▶ **Görev tanımı**:
Öğelerin ilk satırından başlayarak "[985,334,1025,378]" geçen satıra kadar, bu satır da dahil olmak üzere, aradaki her satırı kelimesi kelimesine tekrar edin.

▶ **Veri kümesi alıntısı**:
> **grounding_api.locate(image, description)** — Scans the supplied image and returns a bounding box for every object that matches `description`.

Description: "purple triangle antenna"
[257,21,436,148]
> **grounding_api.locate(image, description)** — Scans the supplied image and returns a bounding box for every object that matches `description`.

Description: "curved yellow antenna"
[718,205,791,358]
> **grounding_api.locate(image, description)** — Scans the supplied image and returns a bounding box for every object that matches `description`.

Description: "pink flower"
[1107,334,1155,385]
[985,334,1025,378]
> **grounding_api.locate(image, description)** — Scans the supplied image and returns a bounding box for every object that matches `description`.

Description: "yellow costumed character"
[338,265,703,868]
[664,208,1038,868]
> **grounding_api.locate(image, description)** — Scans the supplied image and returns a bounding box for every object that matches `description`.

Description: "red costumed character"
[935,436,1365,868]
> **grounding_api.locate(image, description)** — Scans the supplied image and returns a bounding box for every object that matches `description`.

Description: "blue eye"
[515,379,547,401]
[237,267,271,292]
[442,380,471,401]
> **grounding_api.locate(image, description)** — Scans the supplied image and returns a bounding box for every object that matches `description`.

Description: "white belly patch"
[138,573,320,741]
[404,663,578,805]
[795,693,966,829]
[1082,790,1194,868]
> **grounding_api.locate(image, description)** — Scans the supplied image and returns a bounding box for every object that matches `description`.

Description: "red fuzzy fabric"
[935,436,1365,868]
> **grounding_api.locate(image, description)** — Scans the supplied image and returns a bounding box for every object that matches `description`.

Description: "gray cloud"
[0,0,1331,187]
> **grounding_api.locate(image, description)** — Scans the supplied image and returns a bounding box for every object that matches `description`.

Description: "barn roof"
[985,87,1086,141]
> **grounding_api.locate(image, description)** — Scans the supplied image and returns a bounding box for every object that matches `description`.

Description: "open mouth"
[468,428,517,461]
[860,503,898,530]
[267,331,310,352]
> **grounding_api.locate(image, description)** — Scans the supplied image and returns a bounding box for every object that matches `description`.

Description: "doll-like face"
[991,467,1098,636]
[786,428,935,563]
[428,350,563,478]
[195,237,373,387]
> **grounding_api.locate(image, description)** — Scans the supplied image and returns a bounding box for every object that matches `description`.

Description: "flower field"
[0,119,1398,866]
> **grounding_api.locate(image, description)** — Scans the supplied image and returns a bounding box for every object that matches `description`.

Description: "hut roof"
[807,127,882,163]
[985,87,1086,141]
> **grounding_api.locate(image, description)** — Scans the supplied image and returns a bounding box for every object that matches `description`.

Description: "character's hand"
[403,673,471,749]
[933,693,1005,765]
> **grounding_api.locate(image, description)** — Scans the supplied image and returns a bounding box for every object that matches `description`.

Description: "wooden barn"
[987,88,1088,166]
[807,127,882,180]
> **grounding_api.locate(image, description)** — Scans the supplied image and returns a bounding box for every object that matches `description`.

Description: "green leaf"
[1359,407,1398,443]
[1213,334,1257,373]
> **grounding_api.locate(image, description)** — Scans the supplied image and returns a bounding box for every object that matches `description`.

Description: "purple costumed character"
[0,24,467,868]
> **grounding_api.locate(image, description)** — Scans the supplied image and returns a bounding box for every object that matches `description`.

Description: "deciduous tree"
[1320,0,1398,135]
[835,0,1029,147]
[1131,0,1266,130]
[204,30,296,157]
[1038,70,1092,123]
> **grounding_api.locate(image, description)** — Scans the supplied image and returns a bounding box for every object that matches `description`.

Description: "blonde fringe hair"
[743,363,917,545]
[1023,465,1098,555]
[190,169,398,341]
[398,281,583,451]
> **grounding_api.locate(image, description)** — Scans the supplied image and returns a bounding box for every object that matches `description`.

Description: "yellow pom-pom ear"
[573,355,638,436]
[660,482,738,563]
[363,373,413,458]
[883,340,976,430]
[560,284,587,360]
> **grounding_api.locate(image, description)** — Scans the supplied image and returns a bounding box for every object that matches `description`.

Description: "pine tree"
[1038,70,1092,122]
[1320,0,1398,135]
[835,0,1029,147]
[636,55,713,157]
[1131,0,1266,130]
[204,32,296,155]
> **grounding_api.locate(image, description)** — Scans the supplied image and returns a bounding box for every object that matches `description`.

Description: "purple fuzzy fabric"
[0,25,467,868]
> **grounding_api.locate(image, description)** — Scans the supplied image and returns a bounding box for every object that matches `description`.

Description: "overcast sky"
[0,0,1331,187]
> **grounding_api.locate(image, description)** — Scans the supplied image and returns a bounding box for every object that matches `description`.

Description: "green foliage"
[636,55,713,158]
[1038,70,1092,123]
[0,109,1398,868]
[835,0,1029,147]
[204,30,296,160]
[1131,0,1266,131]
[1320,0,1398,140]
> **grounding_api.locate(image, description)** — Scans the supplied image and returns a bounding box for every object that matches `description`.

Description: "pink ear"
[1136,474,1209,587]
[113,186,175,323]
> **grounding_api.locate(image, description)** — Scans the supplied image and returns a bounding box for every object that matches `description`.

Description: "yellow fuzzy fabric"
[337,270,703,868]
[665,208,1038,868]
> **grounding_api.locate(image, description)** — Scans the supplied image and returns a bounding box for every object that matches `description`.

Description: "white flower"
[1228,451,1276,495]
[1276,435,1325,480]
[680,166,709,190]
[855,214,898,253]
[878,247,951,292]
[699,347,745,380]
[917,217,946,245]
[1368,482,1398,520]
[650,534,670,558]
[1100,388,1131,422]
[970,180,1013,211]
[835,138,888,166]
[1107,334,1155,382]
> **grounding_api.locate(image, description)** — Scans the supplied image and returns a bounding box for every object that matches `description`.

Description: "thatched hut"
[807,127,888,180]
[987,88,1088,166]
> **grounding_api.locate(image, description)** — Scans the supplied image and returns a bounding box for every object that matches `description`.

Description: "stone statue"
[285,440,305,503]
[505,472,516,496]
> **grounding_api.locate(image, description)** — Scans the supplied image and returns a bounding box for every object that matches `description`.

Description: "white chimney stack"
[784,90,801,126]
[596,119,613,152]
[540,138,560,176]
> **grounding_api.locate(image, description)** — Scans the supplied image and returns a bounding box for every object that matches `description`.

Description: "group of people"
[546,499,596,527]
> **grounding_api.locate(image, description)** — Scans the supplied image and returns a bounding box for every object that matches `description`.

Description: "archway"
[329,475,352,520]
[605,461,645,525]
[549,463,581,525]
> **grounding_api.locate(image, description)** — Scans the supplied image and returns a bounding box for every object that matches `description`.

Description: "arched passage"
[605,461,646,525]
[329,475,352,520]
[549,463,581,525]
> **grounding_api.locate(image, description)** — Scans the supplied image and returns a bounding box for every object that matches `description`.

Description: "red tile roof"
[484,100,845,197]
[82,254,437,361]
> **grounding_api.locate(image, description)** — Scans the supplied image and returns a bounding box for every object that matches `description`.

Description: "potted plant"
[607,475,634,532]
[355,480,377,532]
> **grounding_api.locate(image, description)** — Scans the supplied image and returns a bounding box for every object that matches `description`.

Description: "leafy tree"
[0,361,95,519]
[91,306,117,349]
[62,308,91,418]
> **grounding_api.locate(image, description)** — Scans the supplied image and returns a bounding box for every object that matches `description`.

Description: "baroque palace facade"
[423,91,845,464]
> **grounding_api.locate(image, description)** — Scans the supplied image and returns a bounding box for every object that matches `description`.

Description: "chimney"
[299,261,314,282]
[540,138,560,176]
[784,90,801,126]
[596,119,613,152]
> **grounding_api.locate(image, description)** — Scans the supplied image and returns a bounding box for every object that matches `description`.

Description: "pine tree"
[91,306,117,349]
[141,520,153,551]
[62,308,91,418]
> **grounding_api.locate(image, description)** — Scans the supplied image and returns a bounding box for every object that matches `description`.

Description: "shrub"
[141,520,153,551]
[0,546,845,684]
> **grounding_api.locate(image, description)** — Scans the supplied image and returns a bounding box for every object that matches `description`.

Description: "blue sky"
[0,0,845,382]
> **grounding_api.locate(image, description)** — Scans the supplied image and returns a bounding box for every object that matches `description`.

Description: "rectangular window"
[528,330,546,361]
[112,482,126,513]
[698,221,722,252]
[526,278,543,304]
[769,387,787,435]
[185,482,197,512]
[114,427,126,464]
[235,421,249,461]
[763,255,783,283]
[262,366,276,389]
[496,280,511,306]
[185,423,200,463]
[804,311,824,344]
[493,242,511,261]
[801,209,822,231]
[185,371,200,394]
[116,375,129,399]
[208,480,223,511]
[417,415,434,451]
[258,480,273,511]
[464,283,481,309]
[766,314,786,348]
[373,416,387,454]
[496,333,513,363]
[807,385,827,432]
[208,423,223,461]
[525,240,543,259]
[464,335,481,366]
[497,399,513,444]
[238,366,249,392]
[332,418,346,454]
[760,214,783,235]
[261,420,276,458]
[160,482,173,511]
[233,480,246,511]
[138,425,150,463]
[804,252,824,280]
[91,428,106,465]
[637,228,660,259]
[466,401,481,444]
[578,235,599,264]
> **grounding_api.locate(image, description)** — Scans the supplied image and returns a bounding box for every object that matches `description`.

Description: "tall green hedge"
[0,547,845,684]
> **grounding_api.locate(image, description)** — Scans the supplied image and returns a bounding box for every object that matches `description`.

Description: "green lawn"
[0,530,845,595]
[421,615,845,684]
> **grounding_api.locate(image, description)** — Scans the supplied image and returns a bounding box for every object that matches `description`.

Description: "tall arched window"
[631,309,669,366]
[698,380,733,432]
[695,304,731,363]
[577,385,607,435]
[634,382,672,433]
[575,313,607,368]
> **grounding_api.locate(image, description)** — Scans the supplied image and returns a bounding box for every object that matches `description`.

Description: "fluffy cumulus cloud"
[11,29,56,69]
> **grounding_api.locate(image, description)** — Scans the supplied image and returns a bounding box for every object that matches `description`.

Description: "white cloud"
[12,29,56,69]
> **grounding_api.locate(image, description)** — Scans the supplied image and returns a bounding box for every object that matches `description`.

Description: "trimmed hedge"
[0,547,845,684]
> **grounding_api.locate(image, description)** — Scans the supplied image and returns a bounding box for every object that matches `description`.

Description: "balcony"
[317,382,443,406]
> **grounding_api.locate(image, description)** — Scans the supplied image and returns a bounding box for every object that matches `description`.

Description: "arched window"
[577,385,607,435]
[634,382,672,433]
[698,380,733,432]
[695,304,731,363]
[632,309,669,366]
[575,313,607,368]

▶ **Tam yanıt**:
> **grounding_api.locate(image, description)** — Scans the supplied image and returns a bounding box for every object that matches `description`.

Description: "purple triangle antenna"
[257,21,436,148]
> **grounding_api.locate(image, description)** — Scans the supplied image and returns a bounding box for every object that matches `description`.

Description: "curved yellow antenna"
[718,205,791,358]
> **grounding_api.locate(image, description)** — Scans the supplied image and returns a bounding box for every object that matches `description`.

Description: "pink flower"
[1107,334,1155,385]
[985,334,1025,378]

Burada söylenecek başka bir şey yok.